ASSIGNED TASK: Give back only the lines in the records below from the one with "like [872, 316]." to the one with "like [212, 433].", both inclusive, word for word.

STUDY MATERIAL:
*****

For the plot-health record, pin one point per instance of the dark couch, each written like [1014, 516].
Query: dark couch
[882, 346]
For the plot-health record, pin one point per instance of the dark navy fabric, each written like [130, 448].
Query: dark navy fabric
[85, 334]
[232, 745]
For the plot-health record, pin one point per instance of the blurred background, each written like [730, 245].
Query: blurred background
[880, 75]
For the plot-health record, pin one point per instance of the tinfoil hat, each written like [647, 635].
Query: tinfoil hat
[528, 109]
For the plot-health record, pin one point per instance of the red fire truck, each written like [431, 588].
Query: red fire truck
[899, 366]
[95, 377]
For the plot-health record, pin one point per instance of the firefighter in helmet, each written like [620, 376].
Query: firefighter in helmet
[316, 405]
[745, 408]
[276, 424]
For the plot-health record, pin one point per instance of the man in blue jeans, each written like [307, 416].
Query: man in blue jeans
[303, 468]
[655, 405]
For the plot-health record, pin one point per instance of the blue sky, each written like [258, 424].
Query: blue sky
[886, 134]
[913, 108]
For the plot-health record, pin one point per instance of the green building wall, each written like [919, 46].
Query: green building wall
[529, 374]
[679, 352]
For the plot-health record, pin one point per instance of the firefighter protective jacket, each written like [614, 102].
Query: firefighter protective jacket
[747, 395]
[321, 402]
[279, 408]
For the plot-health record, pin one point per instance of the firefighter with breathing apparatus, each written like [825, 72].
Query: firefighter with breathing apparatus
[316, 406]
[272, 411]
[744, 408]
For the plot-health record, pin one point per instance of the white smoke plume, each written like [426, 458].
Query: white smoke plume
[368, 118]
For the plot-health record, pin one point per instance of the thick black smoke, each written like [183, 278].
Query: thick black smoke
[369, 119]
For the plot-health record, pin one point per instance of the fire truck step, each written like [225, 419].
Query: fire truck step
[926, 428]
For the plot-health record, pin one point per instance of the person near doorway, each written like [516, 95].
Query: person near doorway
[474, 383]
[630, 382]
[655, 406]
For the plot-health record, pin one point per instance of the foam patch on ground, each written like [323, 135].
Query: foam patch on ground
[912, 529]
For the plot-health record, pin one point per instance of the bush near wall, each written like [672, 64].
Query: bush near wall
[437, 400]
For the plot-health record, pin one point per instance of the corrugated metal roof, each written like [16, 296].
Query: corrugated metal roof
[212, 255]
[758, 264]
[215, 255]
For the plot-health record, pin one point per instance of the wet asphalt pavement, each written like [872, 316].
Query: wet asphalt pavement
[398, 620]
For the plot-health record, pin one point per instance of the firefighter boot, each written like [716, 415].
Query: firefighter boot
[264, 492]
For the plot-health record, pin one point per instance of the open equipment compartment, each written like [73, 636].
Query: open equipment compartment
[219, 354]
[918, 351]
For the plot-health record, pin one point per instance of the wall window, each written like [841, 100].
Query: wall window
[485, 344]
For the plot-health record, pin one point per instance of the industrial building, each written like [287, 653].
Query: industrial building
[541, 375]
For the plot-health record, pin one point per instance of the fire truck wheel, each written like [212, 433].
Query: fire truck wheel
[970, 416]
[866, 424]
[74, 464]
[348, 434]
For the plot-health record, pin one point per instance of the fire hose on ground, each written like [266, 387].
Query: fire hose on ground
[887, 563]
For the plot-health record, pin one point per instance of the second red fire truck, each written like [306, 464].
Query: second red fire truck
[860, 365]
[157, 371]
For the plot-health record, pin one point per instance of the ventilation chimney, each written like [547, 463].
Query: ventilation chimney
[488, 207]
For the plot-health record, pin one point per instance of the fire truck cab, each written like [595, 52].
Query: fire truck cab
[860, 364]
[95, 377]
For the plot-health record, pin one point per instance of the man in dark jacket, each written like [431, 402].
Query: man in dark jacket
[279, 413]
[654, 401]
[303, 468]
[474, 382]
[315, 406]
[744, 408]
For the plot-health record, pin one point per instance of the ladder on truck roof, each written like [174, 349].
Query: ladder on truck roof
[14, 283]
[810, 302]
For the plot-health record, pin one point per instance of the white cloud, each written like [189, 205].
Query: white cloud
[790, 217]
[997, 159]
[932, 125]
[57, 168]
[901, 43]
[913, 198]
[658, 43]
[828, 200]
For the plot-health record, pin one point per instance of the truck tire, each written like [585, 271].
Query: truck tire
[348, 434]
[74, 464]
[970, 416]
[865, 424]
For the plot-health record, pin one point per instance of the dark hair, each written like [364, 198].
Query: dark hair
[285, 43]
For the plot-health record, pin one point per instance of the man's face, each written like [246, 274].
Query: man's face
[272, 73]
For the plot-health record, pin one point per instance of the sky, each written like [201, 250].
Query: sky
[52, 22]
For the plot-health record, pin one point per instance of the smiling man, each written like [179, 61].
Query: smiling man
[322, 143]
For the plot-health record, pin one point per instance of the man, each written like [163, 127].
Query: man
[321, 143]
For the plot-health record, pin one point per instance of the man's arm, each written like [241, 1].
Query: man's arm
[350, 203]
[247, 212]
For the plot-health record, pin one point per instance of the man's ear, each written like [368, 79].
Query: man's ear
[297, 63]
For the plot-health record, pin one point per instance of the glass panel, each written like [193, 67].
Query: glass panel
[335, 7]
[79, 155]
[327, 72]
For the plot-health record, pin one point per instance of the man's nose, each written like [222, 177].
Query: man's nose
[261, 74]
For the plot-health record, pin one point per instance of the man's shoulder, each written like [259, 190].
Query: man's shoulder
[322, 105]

*****

TASK RESPONSE:
For the plot-health record, pin one point per instance of the wet asphalt pavement, each written like [872, 316].
Query: wet asphalt pavement
[398, 620]
For the plot-health record, pin one point per instance of the firefighter boot, each written like [716, 415].
Query: firefighter boot
[264, 492]
For the plot-health record, pin one point per instance of the open equipment compartment, each written like [73, 636].
Query: open equipment compartment
[219, 354]
[918, 351]
For the plot-health record, pin one point per instance of the wall window, each written like [841, 100].
Query: wall window
[485, 344]
For the plot-health record, pin one point per instance of the industrial building, each written like [287, 653].
Query: industrial building
[541, 375]
For the plot-health record, pin one point per instance of the fire truck wheel, each written like [212, 433].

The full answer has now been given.